— begin DATA SUPPLIED —

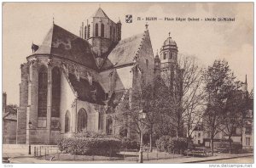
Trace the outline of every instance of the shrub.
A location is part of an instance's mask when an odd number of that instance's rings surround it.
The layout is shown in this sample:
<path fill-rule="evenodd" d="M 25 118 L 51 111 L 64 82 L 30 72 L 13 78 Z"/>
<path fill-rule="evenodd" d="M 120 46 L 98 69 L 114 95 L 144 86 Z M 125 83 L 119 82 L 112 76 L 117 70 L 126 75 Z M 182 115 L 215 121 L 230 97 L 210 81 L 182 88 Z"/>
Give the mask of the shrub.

— end DATA SUPPLIED —

**WHAT IS ASKED:** Return every line of the rows above word for word, leaving out the pictures.

**ANSWER:**
Trace the outline of every instance of the shrub.
A location is part of an instance's mask when an odd number of that instance's rings surround it.
The layout is shown in this sample:
<path fill-rule="evenodd" d="M 25 118 L 51 111 L 64 82 L 30 72 L 13 78 Z"/>
<path fill-rule="evenodd" d="M 120 46 L 98 69 L 114 95 L 144 86 Z M 125 83 L 119 82 L 112 76 L 117 70 L 126 75 Z M 182 115 L 215 121 L 230 97 L 210 81 L 182 88 Z"/>
Give the mask of the shrub.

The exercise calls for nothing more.